■ **Written problem**
Can you reproduce every line of the records below verbatim, omitting the pictures from your answer?
______
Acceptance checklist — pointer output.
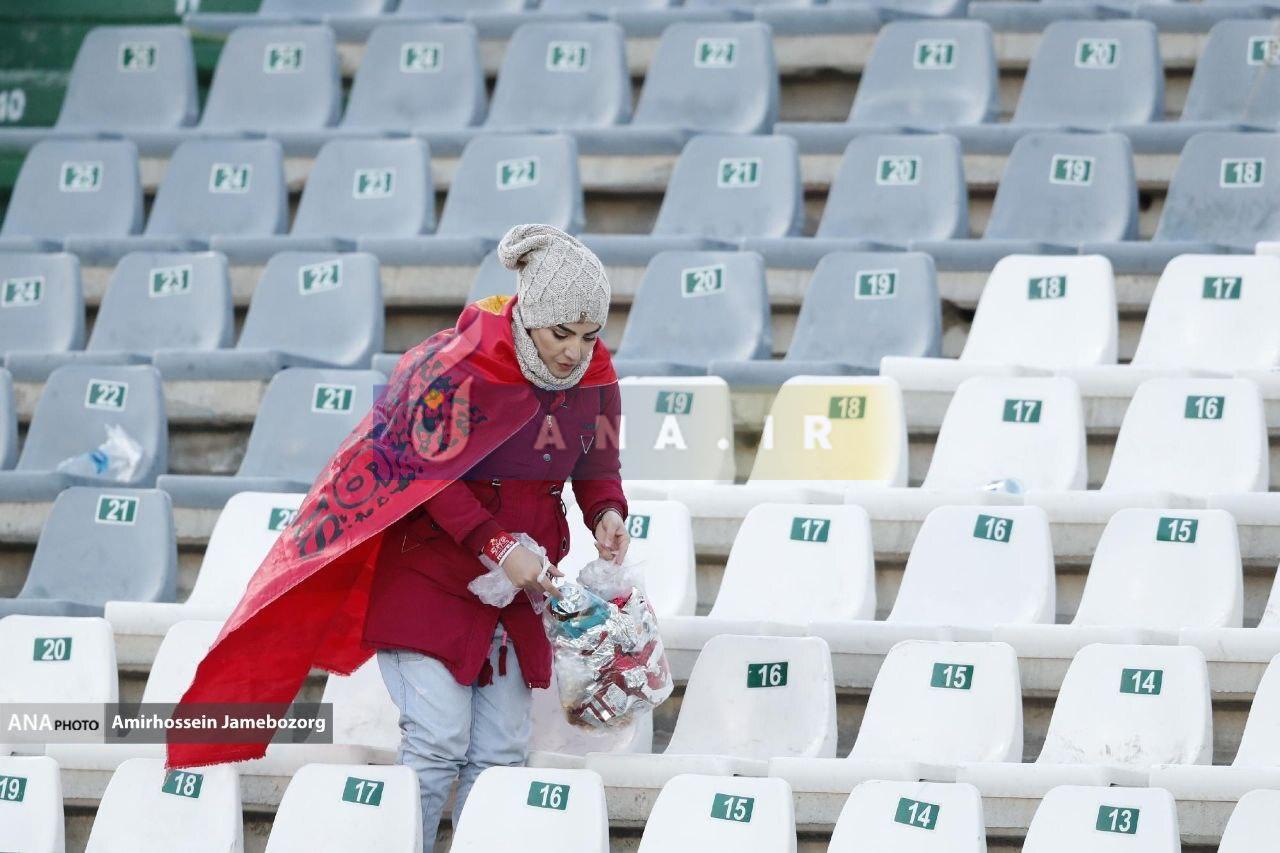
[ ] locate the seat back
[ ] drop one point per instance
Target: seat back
(275, 78)
(379, 187)
(507, 179)
(1047, 311)
(976, 566)
(897, 188)
(713, 77)
(1095, 74)
(165, 300)
(341, 296)
(730, 187)
(1224, 191)
(1192, 437)
(131, 78)
(82, 187)
(1066, 188)
(741, 687)
(1025, 429)
(222, 187)
(699, 306)
(831, 565)
(973, 687)
(1132, 706)
(41, 302)
(929, 73)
______
■ **Exercise output**
Acceptance checklist — pointer output.
[ ] locate the seat back
[ ] drop one point per instance
Target: seat back
(275, 78)
(379, 187)
(507, 179)
(1047, 311)
(976, 566)
(897, 188)
(713, 77)
(1095, 74)
(165, 300)
(341, 296)
(730, 187)
(1224, 191)
(1192, 437)
(131, 78)
(82, 187)
(1066, 188)
(741, 687)
(1025, 429)
(222, 187)
(699, 306)
(831, 565)
(973, 687)
(1132, 706)
(41, 302)
(929, 73)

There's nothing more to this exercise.